▶ [YOUR INSTRUCTIONS]: Without altering a single character, set down all of the data below.

Stored entries

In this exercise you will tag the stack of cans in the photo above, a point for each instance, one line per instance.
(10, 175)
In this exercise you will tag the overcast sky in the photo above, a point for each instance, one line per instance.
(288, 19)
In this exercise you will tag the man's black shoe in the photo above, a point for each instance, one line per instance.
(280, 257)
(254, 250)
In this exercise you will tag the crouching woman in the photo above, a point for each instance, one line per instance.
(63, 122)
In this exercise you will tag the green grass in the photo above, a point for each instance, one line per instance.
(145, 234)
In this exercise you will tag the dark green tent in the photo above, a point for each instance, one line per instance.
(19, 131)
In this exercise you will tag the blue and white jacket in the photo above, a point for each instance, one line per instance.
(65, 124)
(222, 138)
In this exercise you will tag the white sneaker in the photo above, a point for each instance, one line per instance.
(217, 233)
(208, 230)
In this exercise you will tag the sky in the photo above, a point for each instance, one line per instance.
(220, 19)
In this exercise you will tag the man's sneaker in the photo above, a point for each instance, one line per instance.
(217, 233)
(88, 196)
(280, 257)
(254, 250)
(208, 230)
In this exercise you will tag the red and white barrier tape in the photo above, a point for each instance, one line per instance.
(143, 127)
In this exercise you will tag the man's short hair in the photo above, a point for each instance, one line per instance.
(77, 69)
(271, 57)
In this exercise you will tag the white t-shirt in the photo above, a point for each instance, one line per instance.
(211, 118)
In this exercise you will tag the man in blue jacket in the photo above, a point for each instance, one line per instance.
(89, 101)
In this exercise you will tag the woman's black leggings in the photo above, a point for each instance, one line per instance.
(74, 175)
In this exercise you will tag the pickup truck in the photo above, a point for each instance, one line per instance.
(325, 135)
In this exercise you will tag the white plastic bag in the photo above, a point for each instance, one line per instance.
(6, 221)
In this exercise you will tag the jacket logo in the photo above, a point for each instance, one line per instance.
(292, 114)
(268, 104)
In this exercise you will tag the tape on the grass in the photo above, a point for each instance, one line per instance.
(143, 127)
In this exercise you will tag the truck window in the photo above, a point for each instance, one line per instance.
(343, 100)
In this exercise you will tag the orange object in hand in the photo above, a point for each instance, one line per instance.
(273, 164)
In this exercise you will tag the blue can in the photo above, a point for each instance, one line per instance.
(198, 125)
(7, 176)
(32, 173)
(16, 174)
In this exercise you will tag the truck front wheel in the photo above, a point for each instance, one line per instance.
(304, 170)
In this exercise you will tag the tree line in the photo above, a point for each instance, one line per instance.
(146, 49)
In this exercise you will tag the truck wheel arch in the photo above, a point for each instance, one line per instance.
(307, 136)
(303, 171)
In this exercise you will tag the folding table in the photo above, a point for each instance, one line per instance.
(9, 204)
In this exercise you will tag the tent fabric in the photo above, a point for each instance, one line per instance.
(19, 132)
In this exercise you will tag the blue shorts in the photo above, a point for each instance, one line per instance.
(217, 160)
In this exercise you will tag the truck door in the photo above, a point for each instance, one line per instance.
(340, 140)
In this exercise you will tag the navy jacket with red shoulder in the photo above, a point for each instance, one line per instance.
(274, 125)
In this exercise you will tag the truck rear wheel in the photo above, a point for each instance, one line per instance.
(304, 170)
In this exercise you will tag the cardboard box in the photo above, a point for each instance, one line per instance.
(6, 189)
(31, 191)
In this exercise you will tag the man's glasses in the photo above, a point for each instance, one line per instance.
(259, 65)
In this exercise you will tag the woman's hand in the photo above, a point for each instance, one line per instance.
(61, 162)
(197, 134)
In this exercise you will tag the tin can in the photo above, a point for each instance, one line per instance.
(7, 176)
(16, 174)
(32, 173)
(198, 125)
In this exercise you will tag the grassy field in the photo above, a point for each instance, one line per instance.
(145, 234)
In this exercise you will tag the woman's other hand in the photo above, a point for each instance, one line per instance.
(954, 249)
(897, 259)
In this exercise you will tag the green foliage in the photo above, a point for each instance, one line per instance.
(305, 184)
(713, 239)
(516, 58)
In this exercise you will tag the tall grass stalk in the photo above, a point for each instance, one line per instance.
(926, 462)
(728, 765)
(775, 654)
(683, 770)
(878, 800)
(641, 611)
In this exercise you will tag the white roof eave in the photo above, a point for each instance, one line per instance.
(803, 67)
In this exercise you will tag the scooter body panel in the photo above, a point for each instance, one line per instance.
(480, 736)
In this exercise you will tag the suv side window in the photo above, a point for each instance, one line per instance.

▶ [THE COMPLETED TASK]:
In this exercise you will tag the stack of cans in the photo above, a point for each instance, one line per instance.
(10, 175)
In this exercise you will tag the overcast sky in the photo above, a point for each instance, one line per instance.
(288, 19)
In this exercise you will tag the man's black shoe in the photo above, a point for each instance, one line per instance.
(280, 257)
(254, 250)
In this exercise you will tag the crouching woman in the photo above, a point for each instance, one line per instance.
(63, 122)
In this exercise you will tag the green grass in the photo above, a point for each instance, one line per instance.
(145, 234)
In this exercise you will tag the dark green tent in the photo above, a point for each instance, one line per instance.
(19, 131)
In this exercise you will tag the blue and white jacket in the photo above, a point for each instance, one line per instance.
(65, 124)
(222, 138)
In this exercise you will tag the white sneaker in the photo above, a point for each instance, one line per instance.
(217, 233)
(208, 230)
In this exercise you will tag the sky in the photo above, a point for each instance, one line per instance.
(220, 19)
In this exercise you will tag the man's sneaker in the photo above, a point for each instance, one line per instance.
(217, 233)
(88, 196)
(280, 257)
(254, 250)
(208, 230)
In this exercise you will tag the red and white barrier tape in the photo above, a point for each instance, one line per instance.
(143, 127)
In this exercise you will tag the man's short hair in the photo above, a point for each instance, one line per instance.
(77, 69)
(271, 57)
In this exercise you will tag the white t-shirt in the photo above, a point for each instance, one line per instance.
(211, 118)
In this exercise you will tag the man in blue jacket in the photo above, a point for each instance, one line per instance.
(89, 101)
In this exercise you will tag the woman's black leggings in the photo above, a point for each instance, one line per instance.
(74, 175)
In this exercise you will tag the pickup truck in the photo above, a point for each instance, one line per instance.
(325, 135)
In this exercise you will tag the white plastic bag in the photo above, a point for each instance, one line per instance.
(6, 221)
In this exercise you will tag the jacket logo in the photo above, a point for each instance, one line per instance.
(292, 114)
(268, 104)
In this exercise you will tag the tape on the grass in the photo above, a point for each instance, one line per instance.
(143, 127)
In this exercise you will tag the truck window in the photo above, a point for each instance, one line per instance.
(343, 100)
In this exercise you will tag the orange object in hand in the photo above, a point for each instance, one line per instance.
(273, 164)
In this exercise you will tag the blue can in the photo above, a point for each instance, one line per instance.
(198, 125)
(7, 176)
(32, 173)
(16, 174)
In this exercise you will tag the truck front wheel in the photo above, a point for each instance, one line per instance.
(304, 170)
In this exercise you will tag the tree line in the photo above, a point for each instance, one line per instance.
(146, 49)
In this exercise you will tag the truck wheel arch in the photo above, a point for each instance, one line per instance.
(307, 136)
(303, 171)
In this exercise you will tag the folding table in the photo above, a point for each instance, one line per instance.
(9, 204)
In this exercise you will tag the tent fabric in the photo above, a point for each instance, one line per instance.
(19, 132)
In this exercise you will tag the blue shorts in the photo above, a point for each instance, one line per instance.
(217, 160)
In this exercise you will tag the truck door in the photo above, a point for each instance, one line per instance.
(340, 140)
In this exercise you will tag the navy jacket with red shoulder in the photo above, a point for each instance, one line per instance.
(274, 125)
In this exercise you will tag the truck rear wheel in the photo above, a point for each instance, one line per instance.
(304, 170)
In this exercise you will tag the cardboard box in the photo above, a point for each instance, one line per instance.
(6, 189)
(31, 191)
In this exercise you will tag the man's glasses in the photo above, a point for each instance, one line per instance.
(259, 65)
In this exercise you will tag the woman's hand in the photo above, a point for each instance, one line per instance.
(61, 162)
(197, 134)
In this exercise you will tag the tin can in the photo above, a point for each instance, one line per instance.
(7, 176)
(16, 174)
(32, 173)
(198, 125)
In this exercise you will tag the grassy field in the photo above, a point for each instance, one line per instance.
(145, 234)
In this exercise you will tag the woman's other hand in the photo above, a point for each instance, one line per instance.
(954, 249)
(897, 259)
In this exercise you will tag the green foliage in the photo above, a point for each instance, one line per instance.
(305, 184)
(713, 239)
(516, 58)
In this exercise you will tag the tall grass stalk in the photo above, a point for each instance, one line per instance.
(926, 462)
(728, 765)
(775, 654)
(683, 770)
(878, 800)
(641, 611)
In this exercise you will tag the white roof eave in the photo above, a point for each instance, one line per instance.
(803, 67)
In this exercise you will tag the scooter body panel in the photo above, a point for each instance, one line per instance.
(480, 736)
In this exercise you will tag the suv side window in the photo above, a point for each instance, one line per instance.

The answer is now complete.